GIVEN EXERCISE 1 :: According to the passage on Long Valley Farm, in what years was the main house built?
GIVEN EXERCISE 2 :: Reproduce everything in the passage on Long Valley Farm from "Long Valley Farm is" down to "Places in 1994.".

QUOTED PASSAGE ::

Long Valley Farm is a historic farm and national historic district located in Carvers Creek State Park near Spring Lake in Cumberland County and Harnett County, North Carolina.  It encompasses 24 contributing buildings and 5 contributing structures on a winter agricultural estate.  The main house is known as the Long Valley Farm Seat, or James Stillman Rockefeller Residence, and was built in 1937–1938. It is a two-story, five bay, Colonial Revival style frame dwelling with one-story wings.  Other notable contributing resources are the Mill Pavilion, Mill House and Gates, Pack House, Forge, Great Barn, Overseer's House, Tobacco Barns, Worker's Houses, Springhouse, and Water Tower.  Noted financier James Stillman Rockefeller become the full owner of Long Valley Farm in January 1937.

It was listed on the National Register of Historic Places in 1994.

RECORDS ::
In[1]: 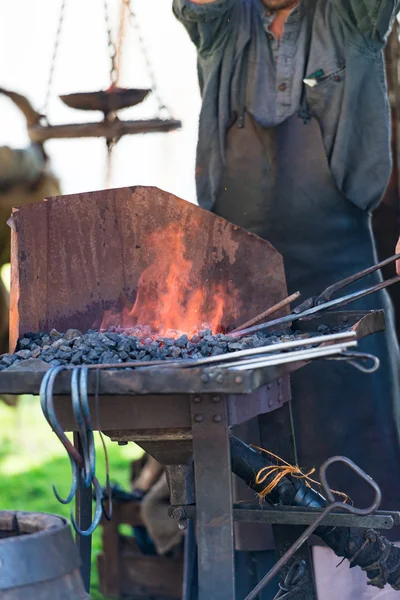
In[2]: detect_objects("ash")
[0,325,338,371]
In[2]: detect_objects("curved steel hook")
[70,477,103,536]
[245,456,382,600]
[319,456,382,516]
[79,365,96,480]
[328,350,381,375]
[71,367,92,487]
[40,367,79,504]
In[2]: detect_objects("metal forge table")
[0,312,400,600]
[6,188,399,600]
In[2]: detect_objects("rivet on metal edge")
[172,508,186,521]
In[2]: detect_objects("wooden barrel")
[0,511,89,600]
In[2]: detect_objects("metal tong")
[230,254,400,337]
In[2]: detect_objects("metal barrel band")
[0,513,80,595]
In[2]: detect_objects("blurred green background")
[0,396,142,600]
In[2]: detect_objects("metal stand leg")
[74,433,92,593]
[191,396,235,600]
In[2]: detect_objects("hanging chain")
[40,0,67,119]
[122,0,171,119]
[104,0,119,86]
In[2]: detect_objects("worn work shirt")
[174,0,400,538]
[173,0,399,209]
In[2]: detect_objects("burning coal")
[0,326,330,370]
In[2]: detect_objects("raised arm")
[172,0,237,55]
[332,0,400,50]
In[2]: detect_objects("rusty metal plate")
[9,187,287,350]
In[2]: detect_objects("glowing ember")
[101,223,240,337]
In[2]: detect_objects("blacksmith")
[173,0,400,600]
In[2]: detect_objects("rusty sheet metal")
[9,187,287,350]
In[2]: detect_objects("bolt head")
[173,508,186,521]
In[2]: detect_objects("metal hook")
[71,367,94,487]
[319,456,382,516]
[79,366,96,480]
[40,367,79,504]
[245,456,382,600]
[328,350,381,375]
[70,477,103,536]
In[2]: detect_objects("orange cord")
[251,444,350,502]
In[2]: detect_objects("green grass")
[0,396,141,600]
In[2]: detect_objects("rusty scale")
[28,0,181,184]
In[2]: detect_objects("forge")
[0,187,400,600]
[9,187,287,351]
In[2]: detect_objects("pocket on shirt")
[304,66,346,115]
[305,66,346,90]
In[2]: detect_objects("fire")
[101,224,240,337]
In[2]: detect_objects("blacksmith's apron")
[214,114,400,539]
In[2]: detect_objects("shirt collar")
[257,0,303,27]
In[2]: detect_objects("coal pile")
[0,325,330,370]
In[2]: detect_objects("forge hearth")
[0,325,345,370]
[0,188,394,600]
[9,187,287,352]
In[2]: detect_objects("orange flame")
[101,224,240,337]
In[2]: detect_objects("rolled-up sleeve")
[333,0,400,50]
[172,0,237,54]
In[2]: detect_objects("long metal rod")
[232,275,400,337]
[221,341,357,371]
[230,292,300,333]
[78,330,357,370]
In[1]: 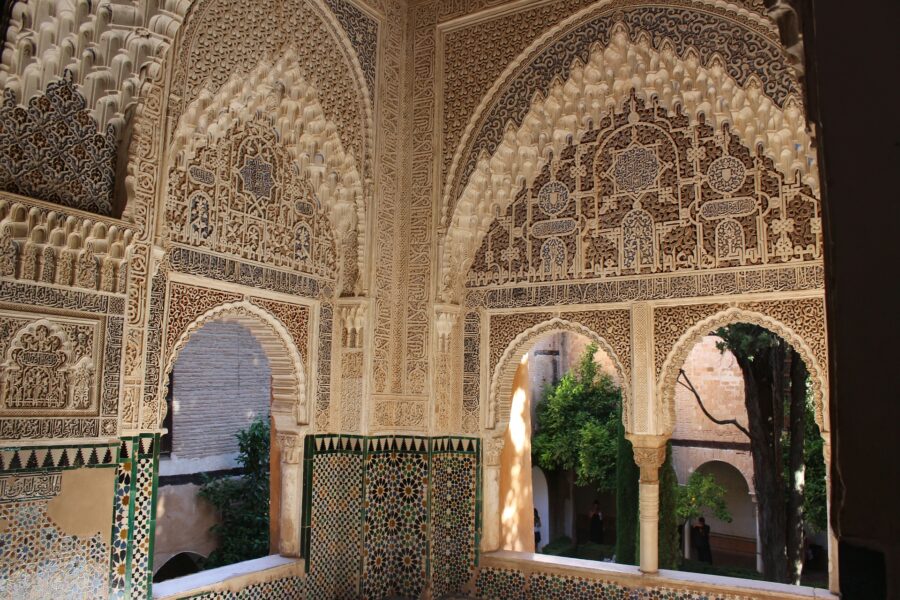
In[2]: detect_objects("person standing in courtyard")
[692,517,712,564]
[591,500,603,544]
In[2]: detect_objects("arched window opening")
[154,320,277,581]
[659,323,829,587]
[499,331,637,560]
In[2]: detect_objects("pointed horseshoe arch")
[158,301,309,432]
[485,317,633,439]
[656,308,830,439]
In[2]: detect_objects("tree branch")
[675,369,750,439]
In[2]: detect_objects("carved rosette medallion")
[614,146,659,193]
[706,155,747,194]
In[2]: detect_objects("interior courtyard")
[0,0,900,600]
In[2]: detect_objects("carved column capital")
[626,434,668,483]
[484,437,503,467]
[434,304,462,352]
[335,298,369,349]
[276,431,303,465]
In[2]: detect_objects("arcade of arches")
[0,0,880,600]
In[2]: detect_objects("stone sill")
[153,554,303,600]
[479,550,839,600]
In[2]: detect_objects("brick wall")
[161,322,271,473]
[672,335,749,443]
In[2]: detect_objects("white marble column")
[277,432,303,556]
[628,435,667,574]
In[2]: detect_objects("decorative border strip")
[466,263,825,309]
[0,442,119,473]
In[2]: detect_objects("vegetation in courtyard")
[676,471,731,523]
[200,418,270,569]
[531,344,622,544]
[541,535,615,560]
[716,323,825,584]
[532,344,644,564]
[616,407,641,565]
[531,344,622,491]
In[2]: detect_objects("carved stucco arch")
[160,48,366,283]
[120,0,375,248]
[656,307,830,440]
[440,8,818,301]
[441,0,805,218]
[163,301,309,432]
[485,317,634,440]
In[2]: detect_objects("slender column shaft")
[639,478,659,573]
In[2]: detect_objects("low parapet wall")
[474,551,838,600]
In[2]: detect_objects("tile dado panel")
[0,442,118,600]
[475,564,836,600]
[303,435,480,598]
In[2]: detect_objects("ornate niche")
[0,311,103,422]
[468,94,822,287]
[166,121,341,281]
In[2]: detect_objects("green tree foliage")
* * *
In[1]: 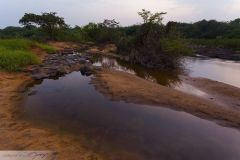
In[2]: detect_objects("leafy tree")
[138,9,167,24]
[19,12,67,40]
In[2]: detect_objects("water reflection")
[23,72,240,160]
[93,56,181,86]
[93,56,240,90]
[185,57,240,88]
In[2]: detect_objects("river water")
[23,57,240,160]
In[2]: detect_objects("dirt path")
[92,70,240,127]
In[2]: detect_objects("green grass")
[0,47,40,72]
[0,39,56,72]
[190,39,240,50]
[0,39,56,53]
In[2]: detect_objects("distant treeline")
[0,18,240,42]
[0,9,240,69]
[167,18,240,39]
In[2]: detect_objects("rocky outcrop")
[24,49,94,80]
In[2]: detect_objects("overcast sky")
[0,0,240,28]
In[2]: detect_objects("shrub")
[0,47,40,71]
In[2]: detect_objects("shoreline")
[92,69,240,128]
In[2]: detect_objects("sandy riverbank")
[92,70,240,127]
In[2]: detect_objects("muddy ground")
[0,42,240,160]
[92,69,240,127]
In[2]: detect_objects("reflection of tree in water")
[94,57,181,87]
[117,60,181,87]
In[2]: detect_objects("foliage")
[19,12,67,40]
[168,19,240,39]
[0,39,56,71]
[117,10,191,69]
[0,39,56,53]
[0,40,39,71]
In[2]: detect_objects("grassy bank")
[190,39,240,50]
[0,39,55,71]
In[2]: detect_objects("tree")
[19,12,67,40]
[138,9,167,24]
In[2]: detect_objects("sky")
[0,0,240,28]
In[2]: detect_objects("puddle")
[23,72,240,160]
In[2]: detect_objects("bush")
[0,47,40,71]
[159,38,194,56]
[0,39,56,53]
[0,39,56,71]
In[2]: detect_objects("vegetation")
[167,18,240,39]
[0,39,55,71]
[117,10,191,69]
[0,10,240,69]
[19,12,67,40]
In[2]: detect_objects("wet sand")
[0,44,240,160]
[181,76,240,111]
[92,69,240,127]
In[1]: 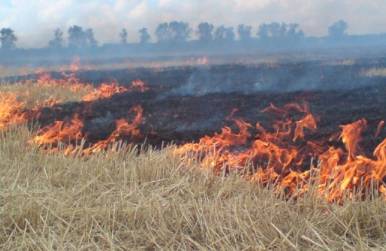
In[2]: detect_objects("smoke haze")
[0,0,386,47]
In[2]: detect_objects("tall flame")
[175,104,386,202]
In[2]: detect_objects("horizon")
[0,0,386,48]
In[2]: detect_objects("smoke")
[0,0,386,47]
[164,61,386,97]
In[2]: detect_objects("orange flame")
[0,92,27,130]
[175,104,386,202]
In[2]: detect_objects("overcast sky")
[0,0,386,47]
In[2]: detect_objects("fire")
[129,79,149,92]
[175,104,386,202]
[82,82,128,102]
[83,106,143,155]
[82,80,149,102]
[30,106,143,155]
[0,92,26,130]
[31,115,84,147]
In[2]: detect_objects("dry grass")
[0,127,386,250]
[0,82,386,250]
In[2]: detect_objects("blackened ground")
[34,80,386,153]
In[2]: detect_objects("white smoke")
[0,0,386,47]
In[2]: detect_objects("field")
...
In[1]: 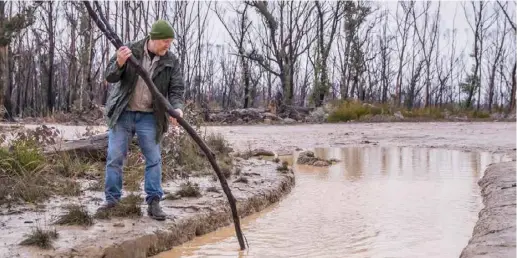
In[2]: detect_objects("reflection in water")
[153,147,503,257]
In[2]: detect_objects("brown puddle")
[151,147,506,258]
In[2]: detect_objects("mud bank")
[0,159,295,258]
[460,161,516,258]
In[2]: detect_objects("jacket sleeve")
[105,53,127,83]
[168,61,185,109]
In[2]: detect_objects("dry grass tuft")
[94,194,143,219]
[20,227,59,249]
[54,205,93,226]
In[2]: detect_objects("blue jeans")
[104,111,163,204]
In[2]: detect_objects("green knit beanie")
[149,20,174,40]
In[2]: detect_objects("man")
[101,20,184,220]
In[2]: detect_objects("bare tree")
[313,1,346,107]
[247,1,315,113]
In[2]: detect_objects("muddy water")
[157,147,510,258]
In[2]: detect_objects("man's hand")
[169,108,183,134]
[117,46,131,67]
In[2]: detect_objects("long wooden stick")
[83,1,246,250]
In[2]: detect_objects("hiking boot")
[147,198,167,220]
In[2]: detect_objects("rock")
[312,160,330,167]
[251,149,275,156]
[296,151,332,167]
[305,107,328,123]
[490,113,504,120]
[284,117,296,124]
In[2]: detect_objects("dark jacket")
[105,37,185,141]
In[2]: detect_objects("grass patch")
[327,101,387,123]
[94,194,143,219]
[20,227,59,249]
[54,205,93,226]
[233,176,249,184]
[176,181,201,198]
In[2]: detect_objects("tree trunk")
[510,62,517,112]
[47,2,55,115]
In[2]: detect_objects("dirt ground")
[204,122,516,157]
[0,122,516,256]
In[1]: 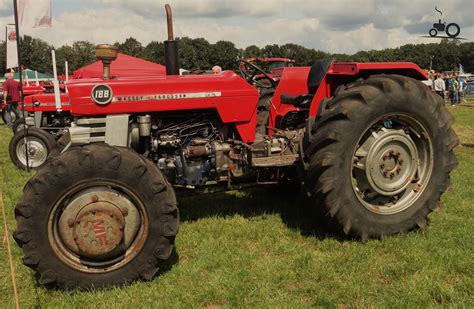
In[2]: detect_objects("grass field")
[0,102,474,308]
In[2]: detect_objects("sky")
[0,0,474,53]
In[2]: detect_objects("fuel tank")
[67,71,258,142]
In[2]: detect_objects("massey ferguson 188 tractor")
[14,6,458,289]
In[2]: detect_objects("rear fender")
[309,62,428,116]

WRITTEN SOLUTION 1 :: 1937–1938

WRITTEN SOLUTION 2 ::
Long Valley Farm is a historic farm and national historic district located in Carvers Creek State Park near Spring Lake in Cumberland County and Harnett County, North Carolina.  It encompasses 24 contributing buildings and 5 contributing structures on a winter agricultural estate.  The main house is known as the Long Valley Farm Seat, or James Stillman Rockefeller Residence, and was built in 1937–1938. It is a two-story, five bay, Colonial Revival style frame dwelling with one-story wings.  Other notable contributing resources are the Mill Pavilion, Mill House and Gates, Pack House, Forge, Great Barn, Overseer's House, Tobacco Barns, Worker's Houses, Springhouse, and Water Tower.  Noted financier James Stillman Rockefeller become the full owner of Long Valley Farm in January 1937.

It was listed on the National Register of Historic Places in 1994.